[Tasks to perform]:
1: Decide whether each statement agrees with the fur trade passage below, answering yes or no and quoting the words of the passage that settle it: (a) The Hudson Bay Company has been active since 1670. (b) The Hudson Bay Company still trades in furs today. (c) The graph draws on HBC numbers for lynx and hare pelts from 1850 to about 1930.
2: Which animal species does the fur trade passage below list as prized for their pelts?
3: Quote everything in the fur trade passage below from "One of the largest" down to "records for viewing.".

As Europeans invaded North America, one of the most important trades was that of the trapper and furrier. Many different animal species were prized for their pelts, including beaver, hare, lynx, and ermine. The first skins were usually bartered from native people and used for personal comfort. Later, these skins would be bought wholesale from hunters and trappers and sent back to Europe (an extremely profitable enterprise). In places this was the dominant meeting point of the two cultures, native and European, and economic goals often financed British, French, and Dutch explorations into the continent’s interior.
Of course, being such a profitable enterprise it behooved the company to keep very detailed records of its suppliers and customers, as well as each region’s production for the year. They were dogmatic. This has led to some of the oldest and most detailed economic records available for North America.
One of the largest companies to control the fur trade was the English incorporated Hudson Bay Company (abbrev. HBC). It has been active since 1670 and for a while acted as the de facto government huge swaths of Canada. Today, it no longer trades in furs, instead owning and controlling several retail stores. But the very nice thing about the HBC (from a naturalist’s view) is that they’ve publicly released their old trapping records for viewing.
Biologists have jumped on this data like fleas to a hemophiliac dog. Such precise information allows us to delve deeply into populations that were around hundreds of years ago. If we suppose that hunters were consistently skilled from year to year, we can guess the animal population of a region just by looking at the fur records. One of the most famous examples of this is the Lynx-Hare cycle.
Predators and prey exist in a fluctuating relationship. If there are too many wolves, deer populations drop. If there are too few, the deer numbers explode (we can see this today in the fact that white-tailed deer are everywhere now that wolves are gone). Similarly, lots of food means lots of wolves and vis versa. The following is a graph based on the numbers provided by the HBC of their lynx and hare pelts from 1850 to about 1930.

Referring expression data

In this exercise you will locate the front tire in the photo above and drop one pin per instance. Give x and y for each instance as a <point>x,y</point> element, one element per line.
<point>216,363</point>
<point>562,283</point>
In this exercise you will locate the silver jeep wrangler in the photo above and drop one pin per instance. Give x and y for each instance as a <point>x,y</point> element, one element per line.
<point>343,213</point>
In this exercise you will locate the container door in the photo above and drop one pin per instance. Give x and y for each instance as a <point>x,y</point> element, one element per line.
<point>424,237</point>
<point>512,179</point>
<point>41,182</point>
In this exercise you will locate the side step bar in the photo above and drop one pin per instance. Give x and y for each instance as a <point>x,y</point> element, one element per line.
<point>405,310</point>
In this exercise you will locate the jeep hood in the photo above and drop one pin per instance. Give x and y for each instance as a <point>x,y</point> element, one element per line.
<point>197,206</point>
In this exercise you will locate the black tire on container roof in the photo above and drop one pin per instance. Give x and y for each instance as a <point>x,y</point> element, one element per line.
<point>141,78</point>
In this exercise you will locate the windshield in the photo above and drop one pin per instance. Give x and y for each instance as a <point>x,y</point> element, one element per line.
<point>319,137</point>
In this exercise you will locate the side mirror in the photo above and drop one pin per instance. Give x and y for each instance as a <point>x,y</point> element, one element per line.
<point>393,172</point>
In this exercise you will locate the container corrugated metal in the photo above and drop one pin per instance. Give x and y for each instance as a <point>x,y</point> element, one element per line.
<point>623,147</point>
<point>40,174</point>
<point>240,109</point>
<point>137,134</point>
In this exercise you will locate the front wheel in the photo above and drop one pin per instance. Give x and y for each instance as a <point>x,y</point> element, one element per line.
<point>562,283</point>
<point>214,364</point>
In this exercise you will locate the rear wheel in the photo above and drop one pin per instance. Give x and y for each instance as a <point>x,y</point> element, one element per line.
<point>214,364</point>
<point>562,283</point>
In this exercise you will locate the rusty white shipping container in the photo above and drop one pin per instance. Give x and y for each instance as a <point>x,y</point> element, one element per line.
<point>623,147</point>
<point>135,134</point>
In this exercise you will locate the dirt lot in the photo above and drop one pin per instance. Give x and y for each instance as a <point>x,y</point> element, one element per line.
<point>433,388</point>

[Results of the exercise]:
1:
(a) Yes: "It has been active since 1670"
(b) No: "Today, it no longer trades in furs"
(c) Yes: "The following is a graph based on the numbers provided by the HBC of their lynx and hare pelts from 1850 to about 1930."

2: Beaver, hare, lynx, and ermine.

3:
One of the largest companies to control the fur trade was the English incorporated Hudson Bay Company (abbrev. HBC). It has been active since 1670 and for a while acted as the de facto government huge swaths of Canada. Today, it no longer trades in furs, instead owning and controlling several retail stores. But the very nice thing about the HBC (from a naturalist’s view) is that they’ve publicly released their old trapping records for viewing.